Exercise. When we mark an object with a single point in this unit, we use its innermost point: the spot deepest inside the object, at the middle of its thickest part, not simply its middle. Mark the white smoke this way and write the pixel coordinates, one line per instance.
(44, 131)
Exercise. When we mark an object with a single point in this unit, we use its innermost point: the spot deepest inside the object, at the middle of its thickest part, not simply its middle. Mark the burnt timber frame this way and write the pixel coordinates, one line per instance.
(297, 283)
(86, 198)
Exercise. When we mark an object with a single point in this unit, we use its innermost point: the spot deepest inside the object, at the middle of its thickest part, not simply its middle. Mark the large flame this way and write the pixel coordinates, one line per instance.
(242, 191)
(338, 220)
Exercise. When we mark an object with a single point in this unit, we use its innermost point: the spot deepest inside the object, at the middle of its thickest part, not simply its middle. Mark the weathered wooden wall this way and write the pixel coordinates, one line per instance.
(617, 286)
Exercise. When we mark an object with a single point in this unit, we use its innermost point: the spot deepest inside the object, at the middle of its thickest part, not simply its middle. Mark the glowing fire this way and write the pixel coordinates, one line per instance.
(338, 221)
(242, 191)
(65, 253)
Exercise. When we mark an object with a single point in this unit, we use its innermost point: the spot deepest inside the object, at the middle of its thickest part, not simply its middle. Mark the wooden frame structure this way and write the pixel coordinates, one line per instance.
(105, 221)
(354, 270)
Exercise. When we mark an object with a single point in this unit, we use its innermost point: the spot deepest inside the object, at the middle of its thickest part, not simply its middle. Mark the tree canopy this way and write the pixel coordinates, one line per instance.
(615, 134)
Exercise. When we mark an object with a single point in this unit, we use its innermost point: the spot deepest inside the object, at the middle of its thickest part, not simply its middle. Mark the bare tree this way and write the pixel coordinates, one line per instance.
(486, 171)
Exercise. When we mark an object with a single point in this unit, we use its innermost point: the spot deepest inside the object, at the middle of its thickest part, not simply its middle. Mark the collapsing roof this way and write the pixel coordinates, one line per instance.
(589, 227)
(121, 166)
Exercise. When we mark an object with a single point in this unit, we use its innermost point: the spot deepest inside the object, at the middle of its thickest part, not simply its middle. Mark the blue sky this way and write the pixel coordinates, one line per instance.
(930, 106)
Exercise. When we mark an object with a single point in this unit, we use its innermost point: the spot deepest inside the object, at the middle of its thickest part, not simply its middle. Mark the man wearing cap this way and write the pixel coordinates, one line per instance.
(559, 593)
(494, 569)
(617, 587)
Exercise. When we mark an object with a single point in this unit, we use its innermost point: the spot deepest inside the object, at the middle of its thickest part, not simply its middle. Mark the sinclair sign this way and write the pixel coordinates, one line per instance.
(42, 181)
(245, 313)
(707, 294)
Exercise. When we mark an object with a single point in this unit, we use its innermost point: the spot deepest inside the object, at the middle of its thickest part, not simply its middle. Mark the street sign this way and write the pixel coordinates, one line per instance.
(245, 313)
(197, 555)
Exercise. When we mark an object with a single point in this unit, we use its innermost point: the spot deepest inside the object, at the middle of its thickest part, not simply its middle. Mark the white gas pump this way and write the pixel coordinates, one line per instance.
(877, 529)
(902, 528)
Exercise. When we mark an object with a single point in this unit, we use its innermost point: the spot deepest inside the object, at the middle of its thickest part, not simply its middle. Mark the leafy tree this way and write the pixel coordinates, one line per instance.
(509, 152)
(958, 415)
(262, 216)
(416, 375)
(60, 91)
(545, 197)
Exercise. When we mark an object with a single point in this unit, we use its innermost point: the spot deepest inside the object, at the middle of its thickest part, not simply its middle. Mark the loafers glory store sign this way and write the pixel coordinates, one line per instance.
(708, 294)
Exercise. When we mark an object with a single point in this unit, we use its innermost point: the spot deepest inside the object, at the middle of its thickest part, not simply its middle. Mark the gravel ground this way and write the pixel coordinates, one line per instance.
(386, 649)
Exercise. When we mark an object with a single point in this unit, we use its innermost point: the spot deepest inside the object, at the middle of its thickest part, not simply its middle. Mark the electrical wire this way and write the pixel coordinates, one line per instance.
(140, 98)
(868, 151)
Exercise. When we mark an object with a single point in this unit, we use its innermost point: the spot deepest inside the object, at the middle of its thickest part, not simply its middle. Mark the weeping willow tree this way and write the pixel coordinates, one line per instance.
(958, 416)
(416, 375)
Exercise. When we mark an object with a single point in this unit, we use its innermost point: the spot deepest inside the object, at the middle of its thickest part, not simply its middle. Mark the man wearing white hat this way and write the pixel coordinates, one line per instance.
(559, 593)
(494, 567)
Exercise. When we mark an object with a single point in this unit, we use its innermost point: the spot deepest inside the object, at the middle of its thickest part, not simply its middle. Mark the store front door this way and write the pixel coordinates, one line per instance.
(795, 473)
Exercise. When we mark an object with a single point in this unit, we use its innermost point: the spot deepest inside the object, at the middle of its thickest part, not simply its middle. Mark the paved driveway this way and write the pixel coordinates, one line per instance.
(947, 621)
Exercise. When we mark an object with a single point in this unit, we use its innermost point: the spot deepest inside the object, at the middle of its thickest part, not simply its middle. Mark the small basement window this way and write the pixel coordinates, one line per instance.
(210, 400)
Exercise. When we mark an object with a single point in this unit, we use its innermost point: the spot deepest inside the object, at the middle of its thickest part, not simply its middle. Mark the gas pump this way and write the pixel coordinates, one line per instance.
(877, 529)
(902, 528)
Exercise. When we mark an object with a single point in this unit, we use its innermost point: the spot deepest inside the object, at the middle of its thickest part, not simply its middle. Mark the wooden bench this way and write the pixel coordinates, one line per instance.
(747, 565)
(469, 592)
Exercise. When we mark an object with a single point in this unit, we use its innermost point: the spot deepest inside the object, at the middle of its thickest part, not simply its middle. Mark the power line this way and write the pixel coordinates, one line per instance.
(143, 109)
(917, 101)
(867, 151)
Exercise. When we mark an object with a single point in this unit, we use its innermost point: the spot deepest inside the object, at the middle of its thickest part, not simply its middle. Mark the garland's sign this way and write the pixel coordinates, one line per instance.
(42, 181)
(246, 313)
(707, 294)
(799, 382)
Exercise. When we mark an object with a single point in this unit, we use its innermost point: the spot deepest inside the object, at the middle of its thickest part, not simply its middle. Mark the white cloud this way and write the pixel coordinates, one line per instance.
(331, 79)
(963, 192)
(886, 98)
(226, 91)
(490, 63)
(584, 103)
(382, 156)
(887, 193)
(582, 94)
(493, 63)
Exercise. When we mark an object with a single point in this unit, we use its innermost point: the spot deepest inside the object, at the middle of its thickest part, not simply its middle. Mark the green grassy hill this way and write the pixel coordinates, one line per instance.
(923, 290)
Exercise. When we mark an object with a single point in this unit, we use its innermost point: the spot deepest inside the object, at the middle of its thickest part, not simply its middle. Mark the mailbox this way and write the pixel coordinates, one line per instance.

Required task >>
Output the material again verbatim, from the line containing "Mark the green" through the end of the material.

Answer for the task >>
Exercise. When we mark an object with a single point in this unit, we use its innermost point: the spot deepest inside the object, at the middle of its thickest part, not simply its middle. Mark the green grassy hill this way and write the pixel coordinates, one line per instance.
(923, 290)
Exercise. When we mark an object with a single point in this unit, we use its innermost point: the spot deepest inside the object, at the middle of its thickest part, not simply its middle. Mark the mailbox this way and write the pixel coordinates, one line per instance.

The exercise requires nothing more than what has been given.